_Source extract_
------------

No community is immune from this crisis, but there are multi-faceted ways to address it. The Legislature has taken a number of steps through laws and budget appropriations to get in front of the problem. And it has been supportive of efforts to establish community coalitions to confront opioid abuse. Norfolk District Attorney Michael Morrissey has taken the lead in establishing coalitions throughout Norfolk County and he is happy to add Franklin to the list.

Plans for a Franklin Coalition are well under way and we will meet for the first time onTuesday, June 30, 2015 at 7 p.m. in the Franklin High School Auditorium. At the first meeting, we will have an opportunity to discuss the mission and objectives of the coalition, hear from Community Coalition members from other towns, and hear from some experts in the field about how to address the opioid epidemic which is plaguing Massachusetts communities. We will also have a chance to talk about what we would like to see in Franklin.

On June 3, in preparation for our first coalition meeting, we met with Norfolk District Attorney Michael Morrissey and his Coalition Leaders in Canton (see photo above). Jenn Rowe and Ryan Walker from his office have been spearheading this effort for Norfolk County. Franklin Town Councilor Robert Dellorco, Franklin Detective John Ryan, student Ben Waters, counselor Jennifer Knight, and legislative aide Chris Yancich joined us for this briefing and discussion on the ways that we can combat the opioid epidemic in our community. The information will prove helpful in the formation of our community coalition.

------------

_Dataset excerpts_
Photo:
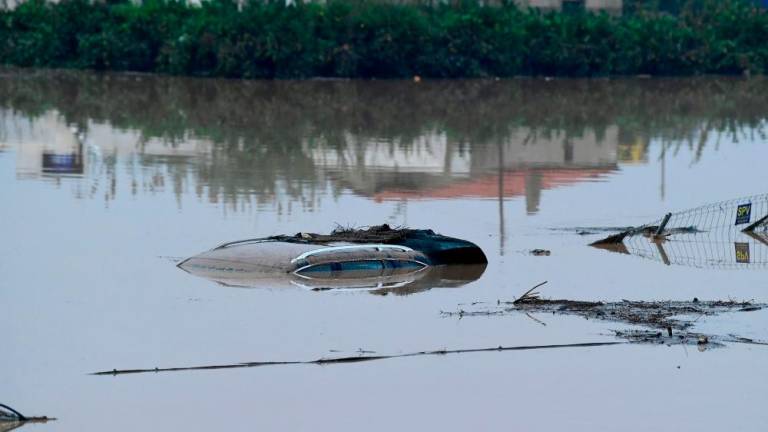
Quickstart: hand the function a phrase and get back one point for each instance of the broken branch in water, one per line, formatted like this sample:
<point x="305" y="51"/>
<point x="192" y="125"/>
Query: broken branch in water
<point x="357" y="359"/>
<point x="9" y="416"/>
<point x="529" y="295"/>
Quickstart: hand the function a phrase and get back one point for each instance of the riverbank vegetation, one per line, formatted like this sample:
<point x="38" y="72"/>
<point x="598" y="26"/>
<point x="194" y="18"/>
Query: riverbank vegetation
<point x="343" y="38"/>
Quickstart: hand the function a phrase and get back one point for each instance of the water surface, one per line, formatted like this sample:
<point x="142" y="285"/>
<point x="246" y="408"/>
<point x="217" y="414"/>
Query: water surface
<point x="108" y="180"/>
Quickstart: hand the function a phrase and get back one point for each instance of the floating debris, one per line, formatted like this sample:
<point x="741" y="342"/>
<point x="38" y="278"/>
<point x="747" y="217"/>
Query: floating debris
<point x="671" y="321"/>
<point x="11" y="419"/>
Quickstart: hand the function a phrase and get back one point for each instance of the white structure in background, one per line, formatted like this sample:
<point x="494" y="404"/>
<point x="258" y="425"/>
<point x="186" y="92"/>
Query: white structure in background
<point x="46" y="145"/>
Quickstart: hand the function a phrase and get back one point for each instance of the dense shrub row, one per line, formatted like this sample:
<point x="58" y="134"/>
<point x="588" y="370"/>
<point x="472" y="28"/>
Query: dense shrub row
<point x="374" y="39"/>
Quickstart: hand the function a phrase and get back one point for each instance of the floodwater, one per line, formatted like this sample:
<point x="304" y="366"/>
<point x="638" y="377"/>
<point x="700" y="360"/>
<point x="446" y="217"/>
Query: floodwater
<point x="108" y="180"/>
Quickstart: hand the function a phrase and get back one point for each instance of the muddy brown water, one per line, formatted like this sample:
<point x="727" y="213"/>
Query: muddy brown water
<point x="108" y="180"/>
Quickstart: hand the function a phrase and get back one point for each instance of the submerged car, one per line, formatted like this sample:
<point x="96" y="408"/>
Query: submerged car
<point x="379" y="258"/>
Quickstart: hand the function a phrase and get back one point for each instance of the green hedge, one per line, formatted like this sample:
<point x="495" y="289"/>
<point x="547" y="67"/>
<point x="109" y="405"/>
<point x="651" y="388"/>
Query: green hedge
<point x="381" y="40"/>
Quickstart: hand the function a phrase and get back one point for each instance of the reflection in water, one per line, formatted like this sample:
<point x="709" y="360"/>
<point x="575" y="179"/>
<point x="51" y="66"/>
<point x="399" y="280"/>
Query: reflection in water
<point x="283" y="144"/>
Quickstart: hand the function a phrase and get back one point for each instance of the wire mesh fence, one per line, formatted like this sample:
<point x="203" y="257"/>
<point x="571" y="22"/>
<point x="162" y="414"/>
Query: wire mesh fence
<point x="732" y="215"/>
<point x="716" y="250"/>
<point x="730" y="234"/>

------------

_Work instructions_
1. In the coalition announcement, where will the first Franklin Coalition meeting be held?
2. Print the passage of the coalition announcement starting at "No community is" and ending at "to the list.".

_Written answers_
1. In the Franklin High School Auditorium.

2.
No community is immune from this crisis, but there are multi-faceted ways to address it. The Legislature has taken a number of steps through laws and budget appropriations to get in front of the problem. And it has been supportive of efforts to establish community coalitions to confront opioid abuse. Norfolk District Attorney Michael Morrissey has taken the lead in establishing coalitions throughout Norfolk County and he is happy to add Franklin to the list.